- Short exercise 1
Find each line in the listing that contains the string "meat", treating case as significant, and copy those lines.

The Security Considerations section says: "The service flows between PE routers
using SRv6 SIDs advertised via BGP are expected to be limited within the
trusted SR domain (e.g., within a single AS or between multiple ASes within a
single provider network).  Precaution should be taken to ensure that the BGP
service information (including associated SRv6 SID) advertised via BGP sessions
are limited to peers within this trusted SR domain." This is related to (from
RFC8402): "Therefore, by default, the explicit routing information MUST NOT be
leaked through the boundaries of the administered domain."

However, we all know that BGP leaks happen -- and when they do, the SID’s
contained in the leak will be logged by various systems and hence available to
the public into perpetuity.

While the document states that border filtering should protect against traffic
injection, this does not cover the case of internal compromise. Sure, there is
the argument that once there is an internally compromised system, all bets are
off -- but with this, an attacker that knows the SIDs in e.g inject traffic
into a VPN. This seems to me to significantly expand the attack surface to
include the customer's networks too.

Not only does an operator have to ensure that BGP leaks never occur, they have
to then ensure that at no point can there be any filter lapses at any border
node, and be able to guarantee the security of every device, server and machine
within the domain in order for a secure posture to be maintained. Simply saying
that precautions should be taken to make sure that route leak don't occur, when
the consequences of doing so are a: severe and b: hard to recover from seems to
not really cover it. In addition, it seems that the blast radius from a missing
ACL seems much larger if it allows injections.


----------------------------------------------------------------------
COMMENT:
----------------------------------------------------------------------

I'm still reviewing the document, but wanted to get an initial ballot in, so
that we could start discussing it. Hopefully someone can help my understand how
this doesn't expand the consequences of a BGP leak.

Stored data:
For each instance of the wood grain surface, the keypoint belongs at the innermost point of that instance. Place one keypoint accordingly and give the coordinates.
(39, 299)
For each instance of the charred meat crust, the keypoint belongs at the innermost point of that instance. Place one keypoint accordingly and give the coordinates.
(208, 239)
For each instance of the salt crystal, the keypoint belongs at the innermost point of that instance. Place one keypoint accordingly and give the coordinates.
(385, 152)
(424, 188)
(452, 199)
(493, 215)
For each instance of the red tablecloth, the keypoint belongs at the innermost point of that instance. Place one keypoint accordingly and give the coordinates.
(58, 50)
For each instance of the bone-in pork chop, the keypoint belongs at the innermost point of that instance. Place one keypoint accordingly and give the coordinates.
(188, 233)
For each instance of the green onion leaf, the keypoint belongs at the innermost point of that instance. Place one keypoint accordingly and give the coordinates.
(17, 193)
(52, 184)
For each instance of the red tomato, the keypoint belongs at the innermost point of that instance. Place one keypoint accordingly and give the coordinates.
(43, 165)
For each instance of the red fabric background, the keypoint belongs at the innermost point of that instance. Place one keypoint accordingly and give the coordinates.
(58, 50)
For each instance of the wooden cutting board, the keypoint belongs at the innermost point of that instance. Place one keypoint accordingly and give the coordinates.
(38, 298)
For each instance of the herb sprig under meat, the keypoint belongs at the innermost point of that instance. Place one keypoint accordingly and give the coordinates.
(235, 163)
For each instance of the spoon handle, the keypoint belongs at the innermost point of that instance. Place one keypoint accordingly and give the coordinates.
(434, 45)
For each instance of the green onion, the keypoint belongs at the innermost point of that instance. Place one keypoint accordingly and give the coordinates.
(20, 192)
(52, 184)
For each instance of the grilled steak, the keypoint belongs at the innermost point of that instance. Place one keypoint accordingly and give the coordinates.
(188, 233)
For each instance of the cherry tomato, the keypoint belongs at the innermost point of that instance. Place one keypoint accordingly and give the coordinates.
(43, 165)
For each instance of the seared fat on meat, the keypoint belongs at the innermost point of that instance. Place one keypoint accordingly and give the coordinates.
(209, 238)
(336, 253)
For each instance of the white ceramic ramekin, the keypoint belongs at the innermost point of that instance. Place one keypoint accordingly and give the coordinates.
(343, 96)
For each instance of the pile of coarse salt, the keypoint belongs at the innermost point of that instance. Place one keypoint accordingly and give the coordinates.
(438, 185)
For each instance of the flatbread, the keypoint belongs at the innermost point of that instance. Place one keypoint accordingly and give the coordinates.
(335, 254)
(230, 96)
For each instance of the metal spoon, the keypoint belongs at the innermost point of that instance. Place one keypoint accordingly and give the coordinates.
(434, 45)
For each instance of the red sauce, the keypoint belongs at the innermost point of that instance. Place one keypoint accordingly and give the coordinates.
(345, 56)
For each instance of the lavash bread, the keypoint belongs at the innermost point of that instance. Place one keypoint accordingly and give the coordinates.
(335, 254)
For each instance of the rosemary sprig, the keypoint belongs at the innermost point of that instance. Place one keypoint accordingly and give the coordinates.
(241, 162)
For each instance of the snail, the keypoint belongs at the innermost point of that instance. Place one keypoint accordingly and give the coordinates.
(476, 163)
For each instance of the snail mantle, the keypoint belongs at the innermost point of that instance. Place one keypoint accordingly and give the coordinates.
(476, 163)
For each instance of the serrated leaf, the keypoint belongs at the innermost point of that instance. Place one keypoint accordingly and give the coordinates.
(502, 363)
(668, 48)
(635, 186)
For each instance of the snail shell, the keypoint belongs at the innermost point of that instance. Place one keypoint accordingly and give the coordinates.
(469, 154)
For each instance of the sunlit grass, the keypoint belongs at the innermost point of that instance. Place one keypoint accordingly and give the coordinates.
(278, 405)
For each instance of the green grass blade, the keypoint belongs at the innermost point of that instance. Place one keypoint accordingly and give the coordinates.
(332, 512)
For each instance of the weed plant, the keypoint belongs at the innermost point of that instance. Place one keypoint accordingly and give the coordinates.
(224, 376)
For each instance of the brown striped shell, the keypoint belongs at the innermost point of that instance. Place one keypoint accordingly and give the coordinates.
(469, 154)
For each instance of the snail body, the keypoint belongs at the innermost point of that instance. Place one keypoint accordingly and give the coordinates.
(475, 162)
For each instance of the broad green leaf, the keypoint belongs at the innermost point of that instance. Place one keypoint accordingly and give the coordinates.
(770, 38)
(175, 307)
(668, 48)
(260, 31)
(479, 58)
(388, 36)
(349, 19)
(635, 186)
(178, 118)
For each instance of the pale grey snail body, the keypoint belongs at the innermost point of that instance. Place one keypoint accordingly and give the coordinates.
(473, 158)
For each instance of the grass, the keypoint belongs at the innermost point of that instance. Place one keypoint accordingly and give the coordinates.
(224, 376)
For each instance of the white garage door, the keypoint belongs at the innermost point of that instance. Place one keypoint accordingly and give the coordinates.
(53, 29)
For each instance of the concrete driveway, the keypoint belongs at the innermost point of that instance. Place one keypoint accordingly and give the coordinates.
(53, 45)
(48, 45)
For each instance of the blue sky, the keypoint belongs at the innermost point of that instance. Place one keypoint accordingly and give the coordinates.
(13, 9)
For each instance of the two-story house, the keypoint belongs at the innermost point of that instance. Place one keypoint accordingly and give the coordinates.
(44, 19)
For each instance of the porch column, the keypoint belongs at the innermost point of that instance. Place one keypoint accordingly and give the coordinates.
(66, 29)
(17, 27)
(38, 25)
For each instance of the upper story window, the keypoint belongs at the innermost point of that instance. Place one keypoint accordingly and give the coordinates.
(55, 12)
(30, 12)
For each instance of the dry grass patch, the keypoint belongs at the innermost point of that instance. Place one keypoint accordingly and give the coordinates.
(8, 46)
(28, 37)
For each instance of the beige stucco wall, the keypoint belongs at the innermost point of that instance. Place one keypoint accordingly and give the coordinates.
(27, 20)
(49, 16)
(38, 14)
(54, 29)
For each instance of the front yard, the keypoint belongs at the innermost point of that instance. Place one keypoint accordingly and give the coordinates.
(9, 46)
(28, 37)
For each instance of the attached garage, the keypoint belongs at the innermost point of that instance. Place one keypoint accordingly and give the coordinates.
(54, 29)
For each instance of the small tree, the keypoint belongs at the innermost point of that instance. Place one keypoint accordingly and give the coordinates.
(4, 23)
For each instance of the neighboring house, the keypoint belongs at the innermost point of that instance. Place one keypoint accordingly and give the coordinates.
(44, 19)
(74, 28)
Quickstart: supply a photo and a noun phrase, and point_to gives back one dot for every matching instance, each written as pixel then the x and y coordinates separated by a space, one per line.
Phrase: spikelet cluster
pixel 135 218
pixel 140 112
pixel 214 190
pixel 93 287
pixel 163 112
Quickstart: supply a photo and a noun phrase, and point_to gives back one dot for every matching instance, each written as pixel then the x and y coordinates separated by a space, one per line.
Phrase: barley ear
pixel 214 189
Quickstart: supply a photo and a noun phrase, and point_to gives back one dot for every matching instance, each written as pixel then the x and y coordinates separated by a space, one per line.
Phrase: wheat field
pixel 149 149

- Short exercise 2
According to the ballot comment, what must an operator do to maintain a secure posture? List each requirement.

- Task response 1
For each instance of the charred meat crust, the keypoint belongs at the innermost point of that instance. Place one keypoint accordingly and give the coordinates.
For each instance of the herb sprig under meat, the keypoint belongs at the innermost point of that instance. Place one keypoint accordingly and give the coordinates.
For each instance of the seared fat on meat, the keypoint belongs at the innermost point of that instance. Place one keypoint accordingly and give the coordinates.

- Task response 2
- Ensure that BGP leaks never occur.
- Ensure that at no point can there be any filter lapses at any border node.
- Be able to guarantee the security of every device, server and machine within the domain.